SOURCE MATERIAL START

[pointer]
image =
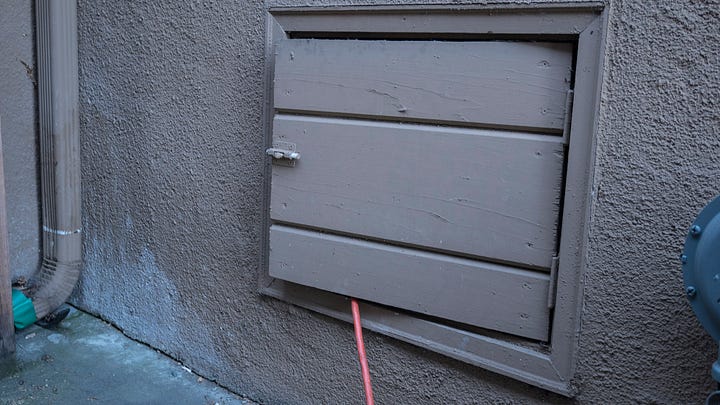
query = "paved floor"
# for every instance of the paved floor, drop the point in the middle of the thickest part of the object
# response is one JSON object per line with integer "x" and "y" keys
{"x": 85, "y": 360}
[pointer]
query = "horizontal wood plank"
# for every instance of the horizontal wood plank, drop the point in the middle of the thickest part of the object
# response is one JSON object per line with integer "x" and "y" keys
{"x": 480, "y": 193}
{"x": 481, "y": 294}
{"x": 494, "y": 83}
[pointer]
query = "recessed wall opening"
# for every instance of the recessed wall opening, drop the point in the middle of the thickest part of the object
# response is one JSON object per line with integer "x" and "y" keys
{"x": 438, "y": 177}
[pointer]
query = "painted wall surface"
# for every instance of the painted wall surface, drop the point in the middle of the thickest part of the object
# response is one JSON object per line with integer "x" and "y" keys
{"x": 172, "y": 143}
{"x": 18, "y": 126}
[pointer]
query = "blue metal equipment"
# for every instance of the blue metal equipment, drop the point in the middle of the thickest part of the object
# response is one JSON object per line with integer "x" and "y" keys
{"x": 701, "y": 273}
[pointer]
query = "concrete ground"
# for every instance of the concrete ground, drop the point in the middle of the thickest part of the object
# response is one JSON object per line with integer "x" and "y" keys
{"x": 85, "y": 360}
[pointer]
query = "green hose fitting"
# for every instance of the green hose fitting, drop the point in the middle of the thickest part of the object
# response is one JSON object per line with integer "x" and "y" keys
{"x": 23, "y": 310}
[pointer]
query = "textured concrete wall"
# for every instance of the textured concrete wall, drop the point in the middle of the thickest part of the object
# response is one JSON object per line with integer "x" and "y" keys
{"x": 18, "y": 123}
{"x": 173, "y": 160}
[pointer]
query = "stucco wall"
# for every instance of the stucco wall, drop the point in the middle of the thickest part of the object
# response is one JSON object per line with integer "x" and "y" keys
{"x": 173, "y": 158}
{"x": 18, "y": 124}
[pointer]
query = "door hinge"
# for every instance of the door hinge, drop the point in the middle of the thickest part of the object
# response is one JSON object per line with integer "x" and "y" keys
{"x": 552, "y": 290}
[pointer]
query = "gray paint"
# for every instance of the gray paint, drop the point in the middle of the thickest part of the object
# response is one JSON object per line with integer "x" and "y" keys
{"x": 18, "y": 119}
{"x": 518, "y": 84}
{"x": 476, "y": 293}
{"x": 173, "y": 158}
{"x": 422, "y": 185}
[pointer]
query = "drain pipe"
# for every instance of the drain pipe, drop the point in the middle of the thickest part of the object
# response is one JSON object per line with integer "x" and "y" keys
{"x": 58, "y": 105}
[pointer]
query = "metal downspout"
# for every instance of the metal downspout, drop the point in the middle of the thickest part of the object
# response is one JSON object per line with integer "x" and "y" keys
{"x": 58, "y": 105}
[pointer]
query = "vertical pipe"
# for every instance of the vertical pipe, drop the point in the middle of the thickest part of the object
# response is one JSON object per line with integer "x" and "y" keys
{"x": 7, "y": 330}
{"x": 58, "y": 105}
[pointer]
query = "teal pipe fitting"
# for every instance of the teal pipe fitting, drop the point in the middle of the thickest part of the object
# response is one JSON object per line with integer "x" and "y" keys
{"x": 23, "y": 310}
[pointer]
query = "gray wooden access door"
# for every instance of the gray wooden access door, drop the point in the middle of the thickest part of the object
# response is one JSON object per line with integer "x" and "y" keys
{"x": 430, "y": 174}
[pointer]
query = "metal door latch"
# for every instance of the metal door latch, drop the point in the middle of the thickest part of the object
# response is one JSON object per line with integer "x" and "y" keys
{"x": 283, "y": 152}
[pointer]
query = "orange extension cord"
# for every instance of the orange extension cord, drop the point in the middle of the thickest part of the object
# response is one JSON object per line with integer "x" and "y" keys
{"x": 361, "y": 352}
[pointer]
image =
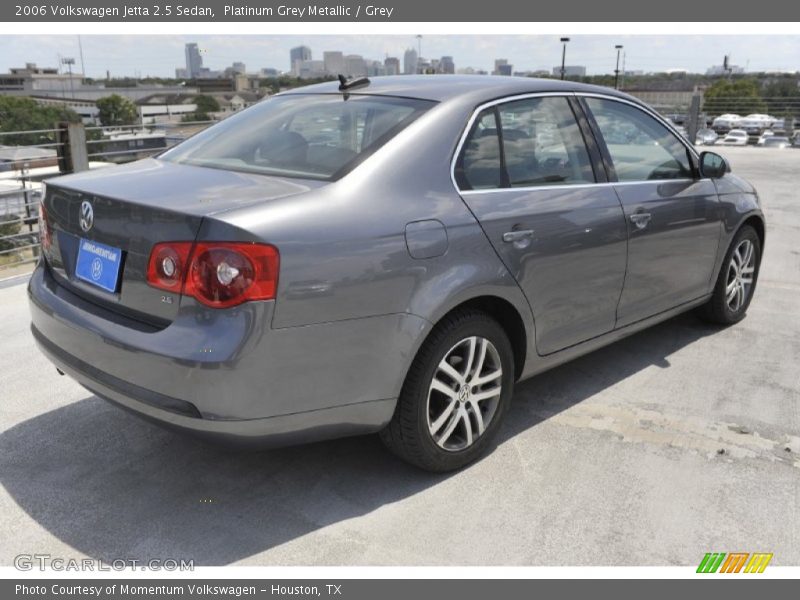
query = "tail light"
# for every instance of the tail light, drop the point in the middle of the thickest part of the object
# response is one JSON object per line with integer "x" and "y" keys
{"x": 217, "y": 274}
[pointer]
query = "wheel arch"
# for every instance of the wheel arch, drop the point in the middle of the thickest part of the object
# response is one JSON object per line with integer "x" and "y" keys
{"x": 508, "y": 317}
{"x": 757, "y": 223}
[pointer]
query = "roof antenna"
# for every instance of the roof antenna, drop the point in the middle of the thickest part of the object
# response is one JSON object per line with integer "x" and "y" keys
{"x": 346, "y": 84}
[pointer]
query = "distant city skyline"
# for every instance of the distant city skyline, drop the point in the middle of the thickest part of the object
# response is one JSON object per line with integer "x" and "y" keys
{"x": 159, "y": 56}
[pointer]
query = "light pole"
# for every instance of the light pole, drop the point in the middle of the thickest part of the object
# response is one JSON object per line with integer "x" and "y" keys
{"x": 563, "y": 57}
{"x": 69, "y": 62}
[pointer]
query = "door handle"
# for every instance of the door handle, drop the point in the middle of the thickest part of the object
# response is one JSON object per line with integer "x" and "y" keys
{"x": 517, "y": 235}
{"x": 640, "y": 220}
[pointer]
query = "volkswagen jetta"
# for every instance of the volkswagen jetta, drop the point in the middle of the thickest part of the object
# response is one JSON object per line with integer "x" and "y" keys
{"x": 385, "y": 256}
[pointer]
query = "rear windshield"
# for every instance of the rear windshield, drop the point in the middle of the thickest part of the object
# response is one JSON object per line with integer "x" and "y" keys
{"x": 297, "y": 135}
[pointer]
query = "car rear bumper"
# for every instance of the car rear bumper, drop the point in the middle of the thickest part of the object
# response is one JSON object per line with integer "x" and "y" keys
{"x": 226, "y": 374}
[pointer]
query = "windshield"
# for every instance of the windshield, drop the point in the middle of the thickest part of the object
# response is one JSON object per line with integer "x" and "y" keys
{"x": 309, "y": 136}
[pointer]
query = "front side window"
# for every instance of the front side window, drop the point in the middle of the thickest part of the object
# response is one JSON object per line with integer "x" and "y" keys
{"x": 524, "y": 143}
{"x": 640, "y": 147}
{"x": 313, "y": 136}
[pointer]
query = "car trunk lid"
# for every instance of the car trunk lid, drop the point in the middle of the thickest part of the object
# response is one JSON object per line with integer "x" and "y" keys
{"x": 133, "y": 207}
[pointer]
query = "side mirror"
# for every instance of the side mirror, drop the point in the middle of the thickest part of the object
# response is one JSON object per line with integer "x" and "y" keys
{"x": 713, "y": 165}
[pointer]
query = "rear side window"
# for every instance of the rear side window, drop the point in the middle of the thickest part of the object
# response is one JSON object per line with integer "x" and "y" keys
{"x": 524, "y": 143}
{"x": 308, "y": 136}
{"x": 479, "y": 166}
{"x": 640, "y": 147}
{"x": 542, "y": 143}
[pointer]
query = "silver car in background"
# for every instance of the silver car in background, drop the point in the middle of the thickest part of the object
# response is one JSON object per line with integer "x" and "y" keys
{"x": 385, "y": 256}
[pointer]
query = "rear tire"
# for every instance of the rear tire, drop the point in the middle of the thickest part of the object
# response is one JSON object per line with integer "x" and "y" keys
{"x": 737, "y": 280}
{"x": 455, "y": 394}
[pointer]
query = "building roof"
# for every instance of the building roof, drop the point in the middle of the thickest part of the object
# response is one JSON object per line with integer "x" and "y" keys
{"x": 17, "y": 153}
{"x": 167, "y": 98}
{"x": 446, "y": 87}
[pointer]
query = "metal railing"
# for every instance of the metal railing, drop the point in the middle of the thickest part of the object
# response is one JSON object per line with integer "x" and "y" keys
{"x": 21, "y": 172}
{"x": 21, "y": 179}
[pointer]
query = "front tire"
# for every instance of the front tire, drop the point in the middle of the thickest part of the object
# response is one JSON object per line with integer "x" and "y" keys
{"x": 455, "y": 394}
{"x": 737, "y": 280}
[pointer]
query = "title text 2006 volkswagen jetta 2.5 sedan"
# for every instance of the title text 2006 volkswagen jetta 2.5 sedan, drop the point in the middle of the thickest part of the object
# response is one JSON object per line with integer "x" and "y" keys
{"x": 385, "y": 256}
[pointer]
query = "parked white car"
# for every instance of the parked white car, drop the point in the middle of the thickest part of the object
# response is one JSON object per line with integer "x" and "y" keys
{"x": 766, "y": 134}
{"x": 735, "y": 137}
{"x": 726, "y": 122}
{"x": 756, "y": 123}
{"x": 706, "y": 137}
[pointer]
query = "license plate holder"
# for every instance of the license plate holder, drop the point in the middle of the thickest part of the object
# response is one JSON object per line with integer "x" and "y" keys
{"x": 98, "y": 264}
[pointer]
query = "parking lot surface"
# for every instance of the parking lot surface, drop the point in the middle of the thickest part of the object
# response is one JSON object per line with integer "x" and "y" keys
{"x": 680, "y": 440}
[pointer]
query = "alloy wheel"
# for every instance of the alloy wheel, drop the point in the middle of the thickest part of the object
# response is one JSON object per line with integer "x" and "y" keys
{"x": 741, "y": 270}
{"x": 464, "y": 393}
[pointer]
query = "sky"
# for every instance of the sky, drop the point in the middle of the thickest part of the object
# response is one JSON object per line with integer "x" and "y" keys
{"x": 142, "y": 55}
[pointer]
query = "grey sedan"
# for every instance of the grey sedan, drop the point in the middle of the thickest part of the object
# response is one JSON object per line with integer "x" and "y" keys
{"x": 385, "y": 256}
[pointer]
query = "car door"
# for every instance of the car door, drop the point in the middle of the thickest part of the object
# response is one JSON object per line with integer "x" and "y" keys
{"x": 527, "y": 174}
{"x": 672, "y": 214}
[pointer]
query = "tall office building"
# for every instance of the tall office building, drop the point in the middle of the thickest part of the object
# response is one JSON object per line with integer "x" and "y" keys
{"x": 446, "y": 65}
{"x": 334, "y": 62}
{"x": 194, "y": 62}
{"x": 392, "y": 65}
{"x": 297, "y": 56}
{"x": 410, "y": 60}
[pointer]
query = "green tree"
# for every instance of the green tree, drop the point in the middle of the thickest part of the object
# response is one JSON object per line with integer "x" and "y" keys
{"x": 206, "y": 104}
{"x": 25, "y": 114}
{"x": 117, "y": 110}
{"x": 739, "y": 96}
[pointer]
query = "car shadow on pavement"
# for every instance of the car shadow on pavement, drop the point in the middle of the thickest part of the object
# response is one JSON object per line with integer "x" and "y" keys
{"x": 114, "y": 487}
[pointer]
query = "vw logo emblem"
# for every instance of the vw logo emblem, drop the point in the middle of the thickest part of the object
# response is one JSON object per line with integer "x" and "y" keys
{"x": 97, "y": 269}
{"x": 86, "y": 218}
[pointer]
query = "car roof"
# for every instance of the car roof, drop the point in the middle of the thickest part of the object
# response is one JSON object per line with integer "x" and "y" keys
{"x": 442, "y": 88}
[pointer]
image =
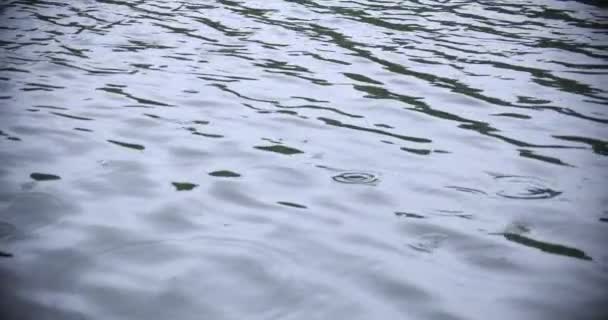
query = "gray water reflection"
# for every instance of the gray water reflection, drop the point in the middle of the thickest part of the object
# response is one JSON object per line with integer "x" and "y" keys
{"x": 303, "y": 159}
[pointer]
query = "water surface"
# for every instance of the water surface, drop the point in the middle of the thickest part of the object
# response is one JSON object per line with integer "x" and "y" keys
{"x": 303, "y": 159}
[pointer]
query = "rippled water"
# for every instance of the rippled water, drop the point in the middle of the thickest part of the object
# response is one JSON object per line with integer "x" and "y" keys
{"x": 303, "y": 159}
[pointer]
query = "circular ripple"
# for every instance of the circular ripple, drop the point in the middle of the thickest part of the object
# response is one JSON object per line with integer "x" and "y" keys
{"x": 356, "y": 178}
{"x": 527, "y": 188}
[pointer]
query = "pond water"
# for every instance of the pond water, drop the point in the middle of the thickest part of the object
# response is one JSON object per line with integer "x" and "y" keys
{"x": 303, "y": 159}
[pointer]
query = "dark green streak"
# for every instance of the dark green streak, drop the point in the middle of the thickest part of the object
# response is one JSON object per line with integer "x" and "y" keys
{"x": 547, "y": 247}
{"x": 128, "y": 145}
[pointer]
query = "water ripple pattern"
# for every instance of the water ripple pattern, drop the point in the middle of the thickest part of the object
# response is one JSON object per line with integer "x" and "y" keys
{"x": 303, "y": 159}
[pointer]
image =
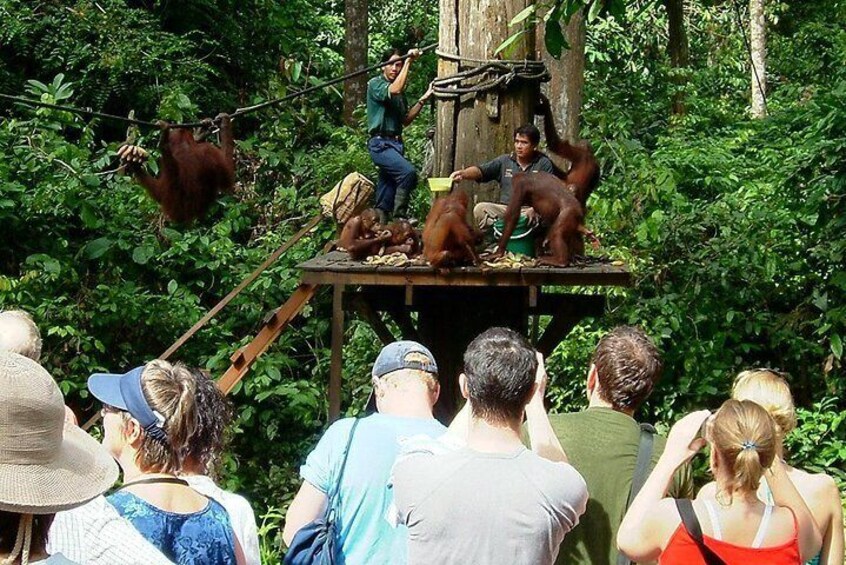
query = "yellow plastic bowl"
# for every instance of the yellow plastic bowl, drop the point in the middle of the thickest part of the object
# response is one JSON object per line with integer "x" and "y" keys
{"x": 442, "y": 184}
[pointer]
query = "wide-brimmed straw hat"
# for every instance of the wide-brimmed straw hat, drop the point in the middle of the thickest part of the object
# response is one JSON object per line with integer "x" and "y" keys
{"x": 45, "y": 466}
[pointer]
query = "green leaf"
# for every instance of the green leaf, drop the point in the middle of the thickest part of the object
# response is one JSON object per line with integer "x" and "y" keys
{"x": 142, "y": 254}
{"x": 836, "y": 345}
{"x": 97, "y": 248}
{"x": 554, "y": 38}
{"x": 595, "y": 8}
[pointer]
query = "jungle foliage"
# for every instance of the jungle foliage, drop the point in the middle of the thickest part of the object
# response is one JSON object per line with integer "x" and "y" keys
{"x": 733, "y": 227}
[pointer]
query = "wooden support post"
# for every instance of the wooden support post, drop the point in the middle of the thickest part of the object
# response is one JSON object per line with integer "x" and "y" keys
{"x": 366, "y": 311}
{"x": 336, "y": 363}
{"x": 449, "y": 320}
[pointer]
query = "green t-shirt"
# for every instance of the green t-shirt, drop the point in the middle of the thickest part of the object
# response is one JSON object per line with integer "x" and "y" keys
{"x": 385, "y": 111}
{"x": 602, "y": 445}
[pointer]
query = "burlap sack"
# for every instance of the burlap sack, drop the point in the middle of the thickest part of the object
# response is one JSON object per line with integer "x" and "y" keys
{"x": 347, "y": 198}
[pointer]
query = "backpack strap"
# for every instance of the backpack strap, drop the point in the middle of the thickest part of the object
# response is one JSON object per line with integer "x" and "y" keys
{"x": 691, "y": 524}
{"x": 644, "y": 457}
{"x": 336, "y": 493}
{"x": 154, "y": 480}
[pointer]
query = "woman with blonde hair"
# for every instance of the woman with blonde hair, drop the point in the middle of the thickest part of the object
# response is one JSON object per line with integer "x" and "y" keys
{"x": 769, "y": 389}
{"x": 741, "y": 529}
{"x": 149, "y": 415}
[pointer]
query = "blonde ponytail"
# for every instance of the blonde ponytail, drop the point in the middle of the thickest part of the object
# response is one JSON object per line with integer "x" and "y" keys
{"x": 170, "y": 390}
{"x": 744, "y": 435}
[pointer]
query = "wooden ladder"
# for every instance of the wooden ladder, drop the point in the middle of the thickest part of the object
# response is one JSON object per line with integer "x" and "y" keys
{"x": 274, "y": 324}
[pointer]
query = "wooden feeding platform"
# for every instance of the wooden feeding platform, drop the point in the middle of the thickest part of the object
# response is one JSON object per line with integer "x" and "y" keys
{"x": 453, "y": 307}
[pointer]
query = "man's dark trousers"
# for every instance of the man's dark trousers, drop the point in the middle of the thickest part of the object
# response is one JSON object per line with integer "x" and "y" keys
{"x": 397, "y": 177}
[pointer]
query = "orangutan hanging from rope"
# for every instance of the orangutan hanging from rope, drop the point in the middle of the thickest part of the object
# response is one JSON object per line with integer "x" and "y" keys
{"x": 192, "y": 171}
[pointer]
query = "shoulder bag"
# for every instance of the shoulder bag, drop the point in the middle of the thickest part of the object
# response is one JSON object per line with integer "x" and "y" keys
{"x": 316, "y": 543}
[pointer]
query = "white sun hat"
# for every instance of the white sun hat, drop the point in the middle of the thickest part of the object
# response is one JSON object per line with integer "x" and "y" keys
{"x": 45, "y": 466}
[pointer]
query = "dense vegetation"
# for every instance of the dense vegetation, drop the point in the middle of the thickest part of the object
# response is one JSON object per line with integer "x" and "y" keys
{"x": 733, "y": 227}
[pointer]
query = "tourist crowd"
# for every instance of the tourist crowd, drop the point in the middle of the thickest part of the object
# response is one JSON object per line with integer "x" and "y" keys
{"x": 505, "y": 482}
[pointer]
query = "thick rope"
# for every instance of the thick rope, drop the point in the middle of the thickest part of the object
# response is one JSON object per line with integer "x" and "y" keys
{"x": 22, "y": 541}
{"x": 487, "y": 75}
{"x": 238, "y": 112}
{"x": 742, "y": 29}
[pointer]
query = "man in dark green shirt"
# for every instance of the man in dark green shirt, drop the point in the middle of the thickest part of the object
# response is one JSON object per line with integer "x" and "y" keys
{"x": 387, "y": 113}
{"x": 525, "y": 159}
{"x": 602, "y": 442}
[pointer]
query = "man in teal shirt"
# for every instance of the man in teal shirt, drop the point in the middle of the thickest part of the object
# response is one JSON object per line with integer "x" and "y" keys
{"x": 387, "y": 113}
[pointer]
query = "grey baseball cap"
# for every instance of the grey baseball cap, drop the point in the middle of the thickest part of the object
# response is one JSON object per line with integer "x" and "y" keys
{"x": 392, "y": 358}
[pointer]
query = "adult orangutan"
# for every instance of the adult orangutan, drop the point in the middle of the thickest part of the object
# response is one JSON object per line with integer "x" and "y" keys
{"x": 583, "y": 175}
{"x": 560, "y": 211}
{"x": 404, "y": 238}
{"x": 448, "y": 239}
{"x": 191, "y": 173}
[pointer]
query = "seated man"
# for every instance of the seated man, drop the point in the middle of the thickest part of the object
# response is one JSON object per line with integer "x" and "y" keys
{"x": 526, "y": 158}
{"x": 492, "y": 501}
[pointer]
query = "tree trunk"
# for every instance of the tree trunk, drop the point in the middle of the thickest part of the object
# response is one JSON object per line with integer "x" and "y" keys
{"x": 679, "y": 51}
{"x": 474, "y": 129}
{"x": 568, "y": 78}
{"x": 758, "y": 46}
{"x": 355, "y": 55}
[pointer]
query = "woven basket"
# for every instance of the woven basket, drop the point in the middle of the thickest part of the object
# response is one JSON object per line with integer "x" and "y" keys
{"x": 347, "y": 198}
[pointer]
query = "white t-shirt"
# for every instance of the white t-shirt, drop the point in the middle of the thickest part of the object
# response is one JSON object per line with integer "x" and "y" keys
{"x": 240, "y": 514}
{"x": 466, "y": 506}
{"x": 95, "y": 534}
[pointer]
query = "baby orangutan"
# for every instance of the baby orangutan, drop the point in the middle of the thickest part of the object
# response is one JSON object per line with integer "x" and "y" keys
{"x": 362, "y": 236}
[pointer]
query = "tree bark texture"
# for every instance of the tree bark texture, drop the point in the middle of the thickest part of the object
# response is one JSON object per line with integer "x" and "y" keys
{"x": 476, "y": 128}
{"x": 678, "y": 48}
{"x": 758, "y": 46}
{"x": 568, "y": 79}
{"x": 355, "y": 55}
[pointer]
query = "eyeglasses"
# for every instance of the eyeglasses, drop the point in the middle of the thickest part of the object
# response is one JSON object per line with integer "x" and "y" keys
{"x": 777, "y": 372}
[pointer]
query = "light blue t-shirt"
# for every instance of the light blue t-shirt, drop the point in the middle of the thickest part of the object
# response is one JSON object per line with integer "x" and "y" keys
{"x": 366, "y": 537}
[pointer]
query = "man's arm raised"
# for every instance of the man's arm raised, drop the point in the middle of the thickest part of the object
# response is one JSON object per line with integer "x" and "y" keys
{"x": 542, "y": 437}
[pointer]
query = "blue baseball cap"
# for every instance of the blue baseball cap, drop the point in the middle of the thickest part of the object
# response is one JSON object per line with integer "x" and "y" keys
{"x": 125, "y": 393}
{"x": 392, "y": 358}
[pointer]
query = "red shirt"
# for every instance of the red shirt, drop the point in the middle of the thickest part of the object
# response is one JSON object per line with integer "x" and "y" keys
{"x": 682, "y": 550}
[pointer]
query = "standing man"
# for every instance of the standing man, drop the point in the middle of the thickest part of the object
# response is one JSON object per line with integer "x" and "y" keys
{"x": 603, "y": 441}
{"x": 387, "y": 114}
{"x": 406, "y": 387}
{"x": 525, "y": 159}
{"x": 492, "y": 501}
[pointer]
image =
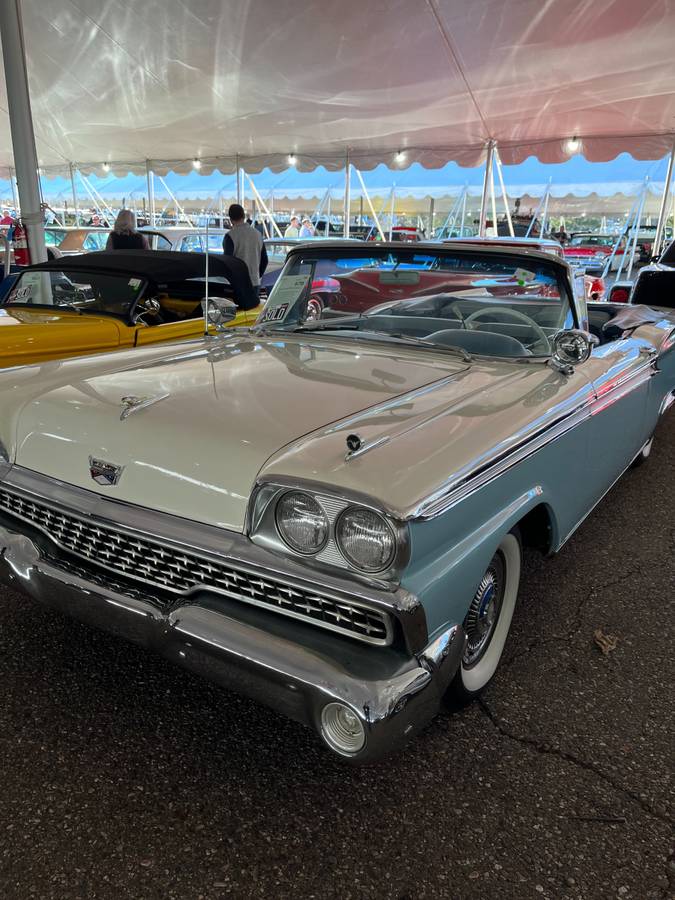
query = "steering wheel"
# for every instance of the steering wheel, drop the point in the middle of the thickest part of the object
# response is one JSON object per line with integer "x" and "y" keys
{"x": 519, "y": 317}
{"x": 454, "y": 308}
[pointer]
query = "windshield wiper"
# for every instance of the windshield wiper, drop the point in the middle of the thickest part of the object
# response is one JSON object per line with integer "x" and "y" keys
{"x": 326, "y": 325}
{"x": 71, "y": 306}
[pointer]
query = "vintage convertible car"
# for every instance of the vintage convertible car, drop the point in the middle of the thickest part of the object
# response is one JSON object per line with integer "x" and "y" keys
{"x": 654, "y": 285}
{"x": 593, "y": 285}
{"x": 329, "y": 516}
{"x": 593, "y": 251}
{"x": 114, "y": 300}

SOURCE MATERIAL END

- **WORK ITEM**: The lines you need are those with the word "window"; list them from the entries.

- **TASK RESULT**:
query = "front side window"
# for every instance of the front side window, drop the point in the middle of the thickest part of the object
query = "rear side window"
# for every instance of the rear side window, drop the point in the middle of the thickest part of the object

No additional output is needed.